### Source extract
---
Unaccounted for database size - sql-server

I currently have a database that is 20GB in size.
I've run a few scripts which show on each tables size (and other incredibly useful information such as index stuff) and the biggest table is 1.1 million records which takes up 150MB of data. We have less than 50 tables most of which take up less than 1MB of data.
After looking at the size of each table I don't understand why the database shouldn't be 1GB in size after a shrink. The amount of available free space that SqlServer (2005) reports is 0%. The log mode is set to simple. At this point my main concern is I feel like I have 19GB of unaccounted for used space. Is there something else I should look at?
Normally I wouldn't care and would make this a passive research project except this particular situation calls for us to do a backup and restore on a weekly basis to put a copy on a satellite (which has no internet, so it must be done manually). I'd much rather copy 1GB (or even if it were down to 5GB!) than 20GB of data each week.
---
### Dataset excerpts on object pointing
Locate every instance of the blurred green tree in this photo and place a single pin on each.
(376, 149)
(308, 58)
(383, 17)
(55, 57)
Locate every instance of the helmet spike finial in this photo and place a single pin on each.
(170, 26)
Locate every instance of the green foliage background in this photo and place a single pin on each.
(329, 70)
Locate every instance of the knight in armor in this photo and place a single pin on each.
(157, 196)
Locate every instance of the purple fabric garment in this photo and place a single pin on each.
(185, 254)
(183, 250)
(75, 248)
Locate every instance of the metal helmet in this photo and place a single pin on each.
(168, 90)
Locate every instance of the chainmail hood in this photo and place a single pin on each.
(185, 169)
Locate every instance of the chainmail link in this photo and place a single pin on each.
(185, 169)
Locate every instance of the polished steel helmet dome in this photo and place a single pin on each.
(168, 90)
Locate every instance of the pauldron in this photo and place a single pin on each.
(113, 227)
---
### Challenges
- a) In the entries, change "chainmail" to "chain mail" in the lines running from the one holding "Locate every instance of the metal" through the end of the entries, inclusive, and give those lines back with everything else untouched.
- b) Go on with the forum post about unexplained SQL Server database size, picking up after its final sentence.

### Expected responses
- a)
Locate every instance of the metal helmet in this photo and place a single pin on each.
(168, 90)
Locate every instance of the chain mail hood in this photo and place a single pin on each.
(185, 169)
Locate every instance of the chain mail link in this photo and place a single pin on each.
(185, 169)
Locate every instance of the polished steel helmet dome in this photo and place a single pin on each.
(168, 90)
Locate every instance of the pauldron in this photo and place a single pin on each.
(113, 227)

- b)
sp_spaceused reports the following:
Navigator-Production 19184.56 MB 3.02 MB
And the second part of it:
19640872 KB 19512112 KB 108184 KB 20576 KB
while I've found a few other scripts (such as the one from two of the server database size questions here, they all report the same information either found above or below).
The script I am using is from SqlTeam. Here is the header info:
* BigTables.sql
* Bill Graziano (SQLTeam.com)
* graz#<email removed>
* v1.11
The top few tables show this (table, rows, reserved space, data, index, unused, etc):
Activity 1143639 131 MB 89 MB 41768 KB 1648 KB 46% 1%
EventAttendance 883261 90 MB 58 MB 32264 KB 328 KB 54% 0%
Person 113437 31 MB 15 MB 15752 KB 912 KB 103% 3%
HouseholdMember 113443 12 MB 6 MB 5224 KB 432 KB 82% 4%
PostalAddress 48870 8 MB 6 MB 2200 KB 280 KB 36% 3%
The rest of the tables are either the same in size or smaller. No more than 50 tables.
Update 1:
- All tables use unique identifiers. Usually an int incremented by 1 per row.
I've also re-indexed everything.
I ran the dbcc shrink command as well as updating the usage before and after. And over and over. An interesting thing I found is that when I restarted the server and confirmed no one was using it (and no maintenance procs are running, this is a very new application -- under a week old) and when I went to run the shrink, every now and then it would say something about data changed. Googling yielded too few useful answers with the obvious not applying (it was 1am and I disconnected everyone, so it seems impossible that was really the case). The data was migrated via C# code which basically looked at another server and brought things over. The quantity of deletes, at this point in time, are probably under 50k in rows. Even if those rows were the biggest rows, that wouldn't be more than 100M I would imagine.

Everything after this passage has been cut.